* **Task requirements**
Show each line of the rows below that contains the word "open", copied in full.

* **Data supplied**
»»
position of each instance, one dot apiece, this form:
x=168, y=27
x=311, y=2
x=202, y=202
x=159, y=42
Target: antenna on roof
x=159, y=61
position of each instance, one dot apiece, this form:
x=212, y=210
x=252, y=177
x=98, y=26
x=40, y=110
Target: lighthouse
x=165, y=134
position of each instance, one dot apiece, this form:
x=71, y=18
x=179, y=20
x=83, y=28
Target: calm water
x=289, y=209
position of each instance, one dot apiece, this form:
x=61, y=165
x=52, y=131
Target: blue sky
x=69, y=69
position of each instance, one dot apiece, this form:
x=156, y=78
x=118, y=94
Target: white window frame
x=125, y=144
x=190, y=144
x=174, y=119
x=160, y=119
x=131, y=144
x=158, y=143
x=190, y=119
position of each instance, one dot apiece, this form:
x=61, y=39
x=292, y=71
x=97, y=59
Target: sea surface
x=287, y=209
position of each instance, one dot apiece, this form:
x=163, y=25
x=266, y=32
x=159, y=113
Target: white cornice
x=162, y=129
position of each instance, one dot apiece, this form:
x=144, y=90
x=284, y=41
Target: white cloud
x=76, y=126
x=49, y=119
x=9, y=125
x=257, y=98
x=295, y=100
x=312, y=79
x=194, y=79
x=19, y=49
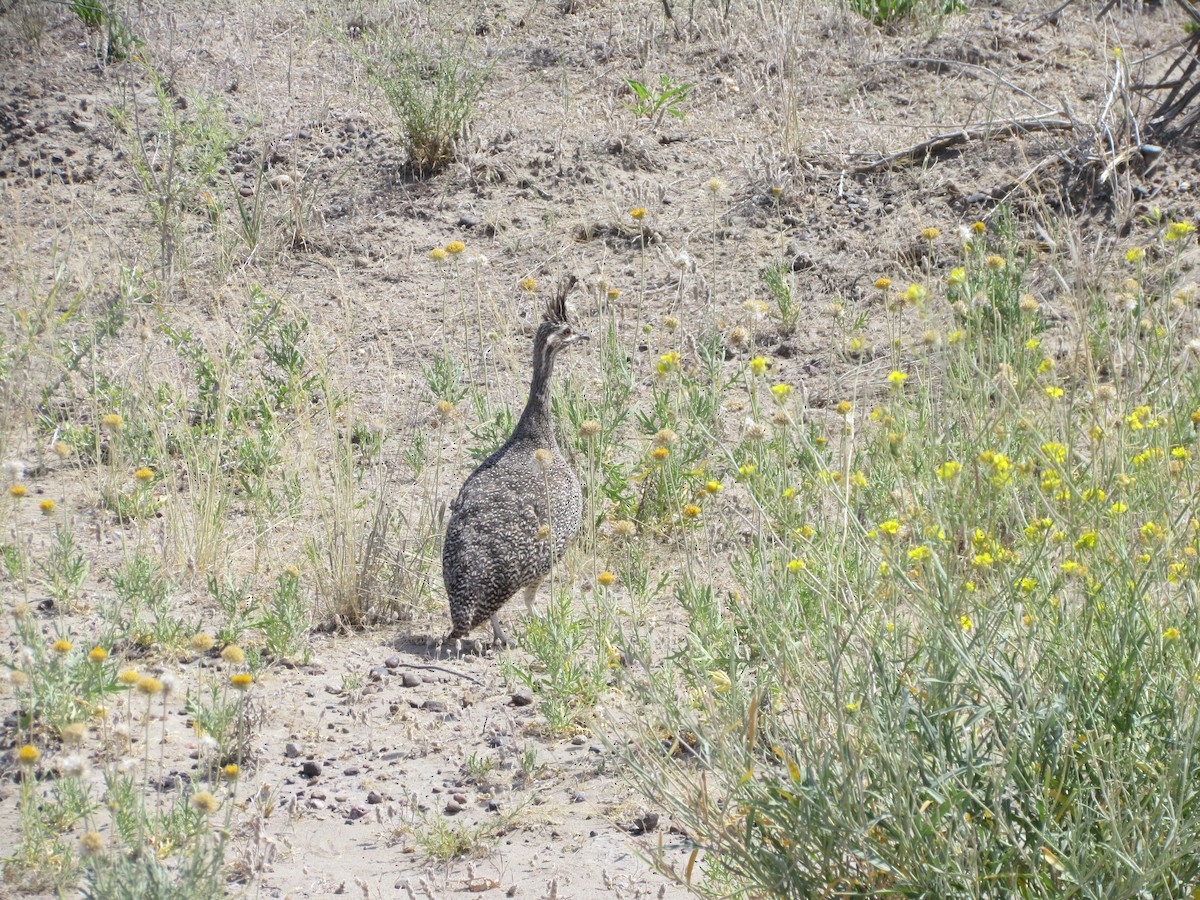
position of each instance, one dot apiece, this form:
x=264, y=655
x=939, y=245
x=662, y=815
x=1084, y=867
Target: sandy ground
x=367, y=743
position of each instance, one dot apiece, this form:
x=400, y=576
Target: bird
x=516, y=513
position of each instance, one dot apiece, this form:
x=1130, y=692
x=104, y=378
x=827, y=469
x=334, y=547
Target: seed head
x=233, y=654
x=205, y=802
x=1179, y=231
x=202, y=642
x=72, y=766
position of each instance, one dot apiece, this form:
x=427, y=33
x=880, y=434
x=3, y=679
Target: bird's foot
x=502, y=640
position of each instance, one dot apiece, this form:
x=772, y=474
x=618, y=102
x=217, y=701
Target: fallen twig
x=918, y=153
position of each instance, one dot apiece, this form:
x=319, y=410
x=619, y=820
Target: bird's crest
x=556, y=307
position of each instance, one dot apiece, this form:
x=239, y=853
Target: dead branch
x=923, y=150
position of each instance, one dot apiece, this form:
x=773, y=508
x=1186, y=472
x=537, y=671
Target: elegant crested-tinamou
x=519, y=510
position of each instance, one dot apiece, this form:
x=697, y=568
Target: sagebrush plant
x=432, y=90
x=965, y=665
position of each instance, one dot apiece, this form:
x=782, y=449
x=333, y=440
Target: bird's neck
x=535, y=421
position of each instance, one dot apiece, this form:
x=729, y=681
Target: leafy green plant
x=285, y=621
x=432, y=93
x=653, y=102
x=881, y=12
x=65, y=569
x=565, y=673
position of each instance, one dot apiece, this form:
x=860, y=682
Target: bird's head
x=556, y=330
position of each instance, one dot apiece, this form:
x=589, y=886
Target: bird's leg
x=502, y=640
x=531, y=591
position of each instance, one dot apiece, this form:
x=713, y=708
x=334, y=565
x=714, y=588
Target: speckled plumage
x=515, y=514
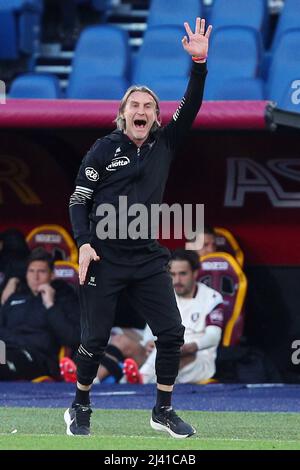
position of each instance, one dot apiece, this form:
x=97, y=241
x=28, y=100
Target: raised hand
x=197, y=43
x=86, y=255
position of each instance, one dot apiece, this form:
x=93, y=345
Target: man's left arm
x=196, y=45
x=63, y=316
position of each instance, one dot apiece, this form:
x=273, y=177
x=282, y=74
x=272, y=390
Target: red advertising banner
x=246, y=176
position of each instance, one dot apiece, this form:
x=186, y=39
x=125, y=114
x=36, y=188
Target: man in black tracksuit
x=132, y=161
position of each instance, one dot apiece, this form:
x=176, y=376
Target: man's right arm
x=82, y=198
x=80, y=206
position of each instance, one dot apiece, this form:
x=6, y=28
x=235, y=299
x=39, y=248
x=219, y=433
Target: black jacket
x=115, y=166
x=25, y=322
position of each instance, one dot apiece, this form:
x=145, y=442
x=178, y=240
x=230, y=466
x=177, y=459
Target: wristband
x=196, y=58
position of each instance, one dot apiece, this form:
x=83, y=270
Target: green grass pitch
x=41, y=428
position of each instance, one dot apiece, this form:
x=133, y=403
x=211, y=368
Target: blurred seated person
x=14, y=253
x=203, y=243
x=38, y=317
x=201, y=309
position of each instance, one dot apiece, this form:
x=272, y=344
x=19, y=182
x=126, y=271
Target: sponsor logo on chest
x=117, y=162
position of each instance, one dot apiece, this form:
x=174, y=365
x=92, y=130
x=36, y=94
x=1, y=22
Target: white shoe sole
x=68, y=422
x=162, y=428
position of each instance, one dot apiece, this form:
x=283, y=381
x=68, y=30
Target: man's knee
x=126, y=345
x=173, y=337
x=87, y=364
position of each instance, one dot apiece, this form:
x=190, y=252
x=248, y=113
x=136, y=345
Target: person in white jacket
x=201, y=309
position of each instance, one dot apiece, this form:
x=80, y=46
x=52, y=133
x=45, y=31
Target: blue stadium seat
x=100, y=65
x=288, y=19
x=240, y=13
x=162, y=64
x=35, y=86
x=235, y=53
x=8, y=35
x=285, y=66
x=26, y=16
x=174, y=12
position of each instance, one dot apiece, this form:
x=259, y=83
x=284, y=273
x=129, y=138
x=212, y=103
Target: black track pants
x=151, y=295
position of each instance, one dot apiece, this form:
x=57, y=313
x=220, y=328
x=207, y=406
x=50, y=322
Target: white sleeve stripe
x=82, y=188
x=81, y=193
x=177, y=112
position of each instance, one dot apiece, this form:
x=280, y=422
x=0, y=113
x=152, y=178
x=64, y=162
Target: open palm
x=197, y=43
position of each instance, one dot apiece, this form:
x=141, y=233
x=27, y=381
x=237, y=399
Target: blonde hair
x=120, y=121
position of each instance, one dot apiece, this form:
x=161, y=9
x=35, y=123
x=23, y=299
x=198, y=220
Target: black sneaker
x=77, y=420
x=167, y=420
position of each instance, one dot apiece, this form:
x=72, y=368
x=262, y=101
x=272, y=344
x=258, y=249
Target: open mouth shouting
x=140, y=124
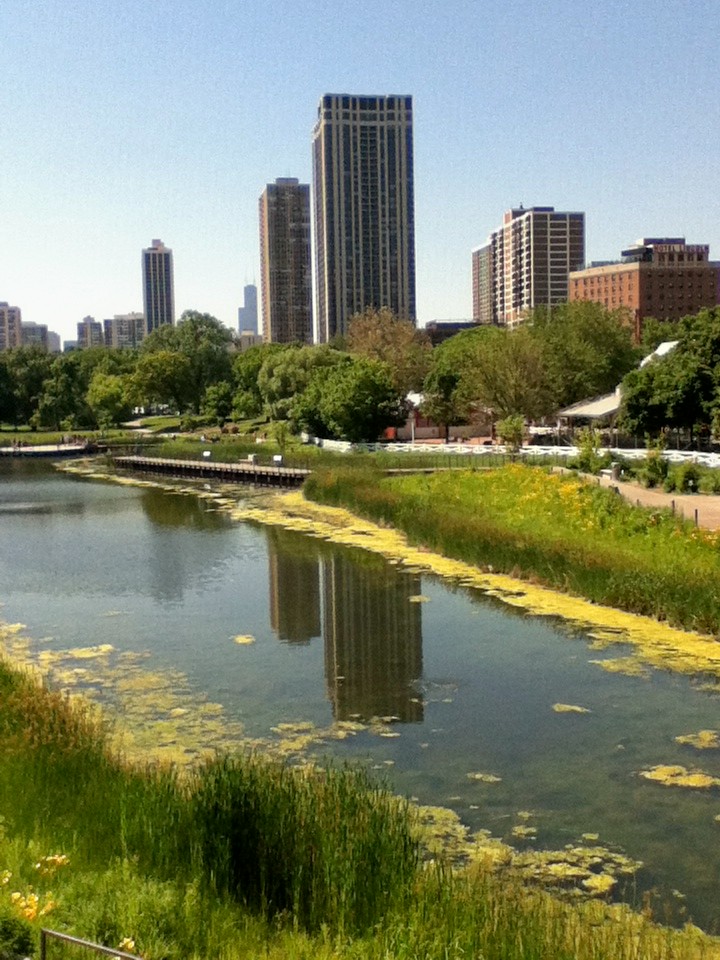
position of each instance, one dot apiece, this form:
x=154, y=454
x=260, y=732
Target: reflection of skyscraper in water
x=294, y=575
x=373, y=639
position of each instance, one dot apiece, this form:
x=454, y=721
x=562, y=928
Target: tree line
x=356, y=386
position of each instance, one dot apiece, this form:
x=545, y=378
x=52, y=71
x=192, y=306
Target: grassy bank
x=549, y=528
x=247, y=859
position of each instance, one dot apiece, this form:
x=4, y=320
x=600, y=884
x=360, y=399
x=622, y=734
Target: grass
x=549, y=528
x=248, y=859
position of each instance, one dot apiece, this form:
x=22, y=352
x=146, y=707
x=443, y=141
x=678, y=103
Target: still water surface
x=470, y=681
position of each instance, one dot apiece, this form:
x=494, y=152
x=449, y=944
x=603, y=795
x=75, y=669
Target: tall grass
x=323, y=847
x=558, y=530
x=248, y=859
x=320, y=846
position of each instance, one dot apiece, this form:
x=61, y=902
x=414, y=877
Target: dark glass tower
x=158, y=286
x=364, y=208
x=285, y=262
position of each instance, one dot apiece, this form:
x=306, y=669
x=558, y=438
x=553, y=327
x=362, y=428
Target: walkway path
x=706, y=505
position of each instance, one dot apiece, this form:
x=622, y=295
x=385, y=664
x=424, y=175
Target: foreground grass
x=248, y=859
x=550, y=528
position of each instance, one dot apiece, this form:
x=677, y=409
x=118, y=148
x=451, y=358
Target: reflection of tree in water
x=373, y=638
x=177, y=557
x=181, y=510
x=294, y=577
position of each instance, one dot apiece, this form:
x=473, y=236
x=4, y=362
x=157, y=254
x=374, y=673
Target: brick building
x=664, y=278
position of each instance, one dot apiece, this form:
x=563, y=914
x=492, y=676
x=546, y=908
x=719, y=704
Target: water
x=468, y=681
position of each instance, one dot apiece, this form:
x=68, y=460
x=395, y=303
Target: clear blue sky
x=134, y=119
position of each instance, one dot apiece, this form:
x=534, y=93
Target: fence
x=83, y=945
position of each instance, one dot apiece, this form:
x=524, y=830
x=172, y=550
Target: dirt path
x=702, y=508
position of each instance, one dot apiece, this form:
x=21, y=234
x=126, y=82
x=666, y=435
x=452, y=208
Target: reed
x=558, y=530
x=249, y=859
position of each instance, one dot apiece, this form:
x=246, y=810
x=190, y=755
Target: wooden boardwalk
x=48, y=450
x=244, y=471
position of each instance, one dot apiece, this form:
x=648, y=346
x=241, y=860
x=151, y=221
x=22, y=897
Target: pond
x=450, y=695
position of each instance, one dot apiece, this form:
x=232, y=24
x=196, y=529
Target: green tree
x=247, y=400
x=161, y=376
x=443, y=402
x=358, y=400
x=511, y=431
x=108, y=400
x=508, y=375
x=28, y=368
x=204, y=344
x=680, y=390
x=218, y=402
x=381, y=335
x=655, y=332
x=286, y=374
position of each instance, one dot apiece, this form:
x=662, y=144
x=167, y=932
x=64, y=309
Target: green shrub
x=710, y=481
x=688, y=478
x=16, y=939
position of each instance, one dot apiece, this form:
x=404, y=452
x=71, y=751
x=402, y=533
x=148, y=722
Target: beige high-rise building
x=285, y=262
x=35, y=335
x=526, y=263
x=90, y=333
x=661, y=277
x=10, y=327
x=364, y=208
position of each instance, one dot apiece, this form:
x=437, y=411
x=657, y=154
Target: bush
x=589, y=459
x=710, y=481
x=688, y=478
x=16, y=938
x=654, y=471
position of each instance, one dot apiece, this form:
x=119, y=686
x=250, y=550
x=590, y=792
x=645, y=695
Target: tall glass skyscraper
x=364, y=208
x=158, y=286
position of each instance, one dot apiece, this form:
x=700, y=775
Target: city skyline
x=571, y=104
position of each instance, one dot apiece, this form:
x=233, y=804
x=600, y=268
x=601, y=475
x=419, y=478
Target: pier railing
x=83, y=946
x=244, y=471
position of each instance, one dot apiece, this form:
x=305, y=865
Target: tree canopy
x=680, y=390
x=381, y=335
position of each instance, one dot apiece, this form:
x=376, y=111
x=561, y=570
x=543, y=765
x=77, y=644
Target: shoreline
x=654, y=643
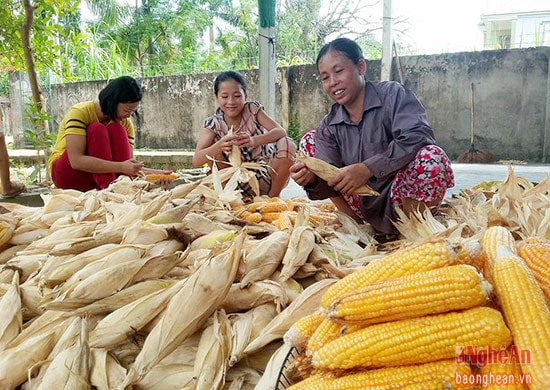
««
* **Task output**
Target: open palm
Target: open mouth shouting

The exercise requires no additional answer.